--- Start Material provided ---

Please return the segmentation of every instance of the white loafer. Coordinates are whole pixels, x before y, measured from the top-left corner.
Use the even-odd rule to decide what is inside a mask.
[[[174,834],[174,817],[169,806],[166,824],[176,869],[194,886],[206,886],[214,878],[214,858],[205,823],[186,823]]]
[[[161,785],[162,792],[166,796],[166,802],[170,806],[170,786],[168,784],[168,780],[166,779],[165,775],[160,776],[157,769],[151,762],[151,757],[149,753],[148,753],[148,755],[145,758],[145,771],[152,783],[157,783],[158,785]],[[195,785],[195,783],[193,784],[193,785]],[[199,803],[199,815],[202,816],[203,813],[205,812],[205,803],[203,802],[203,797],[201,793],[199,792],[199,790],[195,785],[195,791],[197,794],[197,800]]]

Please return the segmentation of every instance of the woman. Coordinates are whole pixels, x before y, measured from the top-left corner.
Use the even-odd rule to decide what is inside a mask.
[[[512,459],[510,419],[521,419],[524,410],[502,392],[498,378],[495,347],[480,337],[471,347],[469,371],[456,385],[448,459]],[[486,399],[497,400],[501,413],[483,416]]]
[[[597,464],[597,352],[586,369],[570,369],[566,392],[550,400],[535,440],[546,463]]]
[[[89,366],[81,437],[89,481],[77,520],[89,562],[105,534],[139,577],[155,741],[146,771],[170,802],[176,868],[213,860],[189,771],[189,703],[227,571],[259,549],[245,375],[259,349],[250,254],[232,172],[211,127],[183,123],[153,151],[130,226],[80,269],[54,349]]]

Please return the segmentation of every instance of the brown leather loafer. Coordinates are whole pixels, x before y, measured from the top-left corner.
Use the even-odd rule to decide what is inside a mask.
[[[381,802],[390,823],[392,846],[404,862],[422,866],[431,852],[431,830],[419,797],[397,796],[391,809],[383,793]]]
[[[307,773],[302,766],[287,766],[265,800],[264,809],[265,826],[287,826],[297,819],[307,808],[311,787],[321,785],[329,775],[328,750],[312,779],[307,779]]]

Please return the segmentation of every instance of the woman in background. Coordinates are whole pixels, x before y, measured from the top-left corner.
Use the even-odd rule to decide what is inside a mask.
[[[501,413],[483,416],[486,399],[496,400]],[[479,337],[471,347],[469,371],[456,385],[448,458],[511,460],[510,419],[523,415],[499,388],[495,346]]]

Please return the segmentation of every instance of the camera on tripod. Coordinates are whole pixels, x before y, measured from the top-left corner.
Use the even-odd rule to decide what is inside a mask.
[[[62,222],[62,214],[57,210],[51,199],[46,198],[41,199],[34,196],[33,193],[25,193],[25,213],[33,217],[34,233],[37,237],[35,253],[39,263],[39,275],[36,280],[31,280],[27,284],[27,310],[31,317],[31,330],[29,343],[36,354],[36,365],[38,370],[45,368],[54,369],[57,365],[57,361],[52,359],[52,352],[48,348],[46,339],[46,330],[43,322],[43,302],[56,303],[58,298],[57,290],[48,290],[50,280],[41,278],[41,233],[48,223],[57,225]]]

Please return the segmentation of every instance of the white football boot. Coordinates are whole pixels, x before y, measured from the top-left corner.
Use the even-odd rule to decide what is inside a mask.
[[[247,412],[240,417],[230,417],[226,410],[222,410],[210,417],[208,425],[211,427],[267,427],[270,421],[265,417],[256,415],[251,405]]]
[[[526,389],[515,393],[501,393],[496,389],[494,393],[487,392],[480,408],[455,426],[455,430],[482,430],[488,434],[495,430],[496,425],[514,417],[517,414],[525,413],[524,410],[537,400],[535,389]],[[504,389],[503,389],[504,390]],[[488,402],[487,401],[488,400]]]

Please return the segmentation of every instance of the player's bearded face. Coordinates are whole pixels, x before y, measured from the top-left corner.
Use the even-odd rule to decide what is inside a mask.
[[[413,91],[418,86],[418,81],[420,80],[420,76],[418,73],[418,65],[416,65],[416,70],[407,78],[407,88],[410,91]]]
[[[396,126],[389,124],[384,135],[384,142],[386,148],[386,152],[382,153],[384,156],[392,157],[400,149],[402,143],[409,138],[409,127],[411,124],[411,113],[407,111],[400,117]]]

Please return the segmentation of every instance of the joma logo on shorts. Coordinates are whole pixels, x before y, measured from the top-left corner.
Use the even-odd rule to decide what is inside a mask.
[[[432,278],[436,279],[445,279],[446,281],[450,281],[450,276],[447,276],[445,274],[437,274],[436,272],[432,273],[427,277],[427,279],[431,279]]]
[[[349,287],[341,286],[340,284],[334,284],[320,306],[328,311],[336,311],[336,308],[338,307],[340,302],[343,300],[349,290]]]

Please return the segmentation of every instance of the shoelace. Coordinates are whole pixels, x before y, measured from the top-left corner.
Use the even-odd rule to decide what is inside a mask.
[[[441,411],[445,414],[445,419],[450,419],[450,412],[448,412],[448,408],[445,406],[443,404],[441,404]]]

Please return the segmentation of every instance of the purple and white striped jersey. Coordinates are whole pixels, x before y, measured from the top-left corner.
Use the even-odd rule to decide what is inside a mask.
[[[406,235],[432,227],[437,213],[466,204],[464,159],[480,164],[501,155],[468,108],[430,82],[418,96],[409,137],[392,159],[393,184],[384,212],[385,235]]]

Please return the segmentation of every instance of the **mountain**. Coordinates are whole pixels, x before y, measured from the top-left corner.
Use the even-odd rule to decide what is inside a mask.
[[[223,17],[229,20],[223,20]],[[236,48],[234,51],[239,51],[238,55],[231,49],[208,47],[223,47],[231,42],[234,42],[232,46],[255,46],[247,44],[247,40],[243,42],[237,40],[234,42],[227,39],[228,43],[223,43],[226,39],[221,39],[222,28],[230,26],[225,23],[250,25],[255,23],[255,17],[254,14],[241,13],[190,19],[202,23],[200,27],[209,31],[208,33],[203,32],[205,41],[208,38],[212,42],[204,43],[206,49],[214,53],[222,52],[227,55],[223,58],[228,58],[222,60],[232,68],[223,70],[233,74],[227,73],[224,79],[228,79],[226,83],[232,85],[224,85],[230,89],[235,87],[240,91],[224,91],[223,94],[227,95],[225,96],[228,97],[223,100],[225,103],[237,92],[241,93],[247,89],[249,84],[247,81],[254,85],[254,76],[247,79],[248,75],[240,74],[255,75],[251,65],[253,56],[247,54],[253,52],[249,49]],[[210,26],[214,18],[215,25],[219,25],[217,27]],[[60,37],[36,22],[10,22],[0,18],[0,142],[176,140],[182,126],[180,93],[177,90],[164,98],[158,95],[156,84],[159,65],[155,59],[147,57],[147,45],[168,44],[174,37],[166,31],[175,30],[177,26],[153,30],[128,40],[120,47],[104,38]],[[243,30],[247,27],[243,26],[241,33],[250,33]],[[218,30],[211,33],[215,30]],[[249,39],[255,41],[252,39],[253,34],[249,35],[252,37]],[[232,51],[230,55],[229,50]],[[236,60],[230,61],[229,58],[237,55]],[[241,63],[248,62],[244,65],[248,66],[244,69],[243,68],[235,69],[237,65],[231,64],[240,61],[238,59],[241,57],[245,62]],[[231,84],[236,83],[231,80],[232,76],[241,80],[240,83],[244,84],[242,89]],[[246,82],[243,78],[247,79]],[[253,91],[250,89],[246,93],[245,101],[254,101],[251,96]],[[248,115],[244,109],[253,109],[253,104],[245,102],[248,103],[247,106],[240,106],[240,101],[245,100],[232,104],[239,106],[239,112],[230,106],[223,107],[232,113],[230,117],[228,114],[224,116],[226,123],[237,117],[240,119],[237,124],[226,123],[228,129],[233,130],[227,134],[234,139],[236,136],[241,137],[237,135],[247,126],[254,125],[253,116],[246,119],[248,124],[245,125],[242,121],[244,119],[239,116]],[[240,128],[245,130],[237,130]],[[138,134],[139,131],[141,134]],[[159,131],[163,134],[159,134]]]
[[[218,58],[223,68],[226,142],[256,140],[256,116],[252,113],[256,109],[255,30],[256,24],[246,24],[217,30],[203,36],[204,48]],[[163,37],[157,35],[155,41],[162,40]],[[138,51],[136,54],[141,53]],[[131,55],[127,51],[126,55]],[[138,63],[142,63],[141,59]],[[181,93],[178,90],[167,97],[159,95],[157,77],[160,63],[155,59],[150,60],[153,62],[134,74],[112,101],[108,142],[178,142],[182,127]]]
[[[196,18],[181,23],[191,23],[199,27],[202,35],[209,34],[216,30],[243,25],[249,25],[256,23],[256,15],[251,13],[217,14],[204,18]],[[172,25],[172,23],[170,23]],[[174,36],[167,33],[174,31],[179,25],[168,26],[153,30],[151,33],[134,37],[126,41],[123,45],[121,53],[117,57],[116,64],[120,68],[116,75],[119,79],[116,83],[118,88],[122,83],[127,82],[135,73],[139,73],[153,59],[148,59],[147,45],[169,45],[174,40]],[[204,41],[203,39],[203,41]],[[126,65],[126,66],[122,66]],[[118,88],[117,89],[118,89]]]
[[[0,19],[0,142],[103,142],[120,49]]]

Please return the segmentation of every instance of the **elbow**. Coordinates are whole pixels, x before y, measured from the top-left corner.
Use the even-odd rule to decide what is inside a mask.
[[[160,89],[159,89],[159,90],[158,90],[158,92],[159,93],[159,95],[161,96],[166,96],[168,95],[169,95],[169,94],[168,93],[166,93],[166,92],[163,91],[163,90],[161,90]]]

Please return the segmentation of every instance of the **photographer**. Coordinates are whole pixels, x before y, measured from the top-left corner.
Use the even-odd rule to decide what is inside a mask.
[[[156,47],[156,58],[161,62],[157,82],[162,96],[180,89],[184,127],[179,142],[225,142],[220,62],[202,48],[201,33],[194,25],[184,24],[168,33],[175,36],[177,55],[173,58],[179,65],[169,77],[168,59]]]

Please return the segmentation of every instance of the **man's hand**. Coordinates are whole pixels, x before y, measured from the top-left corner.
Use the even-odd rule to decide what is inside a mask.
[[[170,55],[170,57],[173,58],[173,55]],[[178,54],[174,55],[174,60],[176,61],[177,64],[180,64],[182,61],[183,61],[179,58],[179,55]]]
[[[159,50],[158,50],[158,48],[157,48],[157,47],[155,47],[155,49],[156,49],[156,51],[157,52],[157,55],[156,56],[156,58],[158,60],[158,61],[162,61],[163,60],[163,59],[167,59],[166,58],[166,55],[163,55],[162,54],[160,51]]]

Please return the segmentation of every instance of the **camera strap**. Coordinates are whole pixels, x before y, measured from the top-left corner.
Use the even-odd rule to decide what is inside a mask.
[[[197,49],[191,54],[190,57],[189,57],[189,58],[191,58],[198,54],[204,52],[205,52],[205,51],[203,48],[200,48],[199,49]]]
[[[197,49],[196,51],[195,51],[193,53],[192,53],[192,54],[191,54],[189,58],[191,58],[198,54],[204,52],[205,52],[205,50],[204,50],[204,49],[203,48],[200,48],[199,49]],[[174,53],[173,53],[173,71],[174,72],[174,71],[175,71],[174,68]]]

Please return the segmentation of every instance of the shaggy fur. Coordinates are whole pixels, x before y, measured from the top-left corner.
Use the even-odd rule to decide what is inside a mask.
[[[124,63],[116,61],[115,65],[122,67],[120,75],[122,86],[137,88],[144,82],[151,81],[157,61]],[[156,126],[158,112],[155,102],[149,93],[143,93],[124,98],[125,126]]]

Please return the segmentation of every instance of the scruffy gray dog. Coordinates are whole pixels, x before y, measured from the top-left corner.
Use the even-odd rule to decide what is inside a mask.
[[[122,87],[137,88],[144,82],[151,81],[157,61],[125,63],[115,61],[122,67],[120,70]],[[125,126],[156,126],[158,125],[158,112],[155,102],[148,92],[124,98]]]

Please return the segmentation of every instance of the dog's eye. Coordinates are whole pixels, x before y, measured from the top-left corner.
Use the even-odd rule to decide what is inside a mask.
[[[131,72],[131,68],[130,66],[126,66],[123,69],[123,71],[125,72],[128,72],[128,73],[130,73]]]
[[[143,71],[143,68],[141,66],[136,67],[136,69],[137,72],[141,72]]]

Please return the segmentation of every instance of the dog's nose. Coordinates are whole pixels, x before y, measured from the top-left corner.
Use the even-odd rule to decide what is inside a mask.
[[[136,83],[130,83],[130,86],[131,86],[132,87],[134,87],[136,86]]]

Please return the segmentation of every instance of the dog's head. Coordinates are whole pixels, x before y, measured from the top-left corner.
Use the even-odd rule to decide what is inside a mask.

--- End Material provided ---

Pick out every line in the items above that contains the word "loafer", and copy each one in full. Case counts.

Please return the segmentation of every instance of the white loafer. Coordinates are whole pixels, x before y, measured from the top-left corner.
Please return the segmentation of every instance of the brown leather loafer. Coordinates are whole pixels, x before y, measured from the top-left corner.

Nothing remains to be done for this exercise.